[Work to be completed] Convert all of the material below into a JSON list of strings, one string per line, with blank lines omitted. Leave the pictures out of the answer.

[Pointing entries for named objects]
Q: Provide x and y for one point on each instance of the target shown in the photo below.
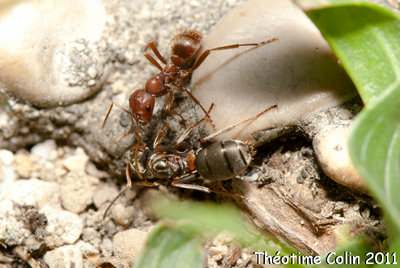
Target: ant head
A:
(185, 46)
(142, 105)
(156, 85)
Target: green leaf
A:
(366, 37)
(172, 245)
(213, 219)
(375, 150)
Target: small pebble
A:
(86, 248)
(32, 192)
(77, 162)
(46, 150)
(63, 224)
(331, 150)
(106, 247)
(12, 229)
(103, 193)
(123, 215)
(77, 191)
(129, 244)
(66, 256)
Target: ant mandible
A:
(185, 47)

[Correct result]
[
  "Q: Provide x and y for one point on each instance of the target shown in the photo below.",
  "Target: ant head",
  "A:",
  "(185, 46)",
  "(142, 105)",
  "(156, 85)",
  "Target: green leaf",
  "A:",
  "(366, 37)",
  "(172, 245)",
  "(213, 219)",
  "(375, 150)",
  "Target: small pebble",
  "A:",
  "(86, 248)",
  "(32, 192)",
  "(77, 162)",
  "(46, 150)",
  "(63, 224)",
  "(331, 150)",
  "(106, 247)",
  "(12, 229)",
  "(103, 193)",
  "(123, 215)",
  "(77, 191)",
  "(129, 244)",
  "(66, 256)",
  "Target: ant mandible",
  "A:",
  "(185, 47)"
]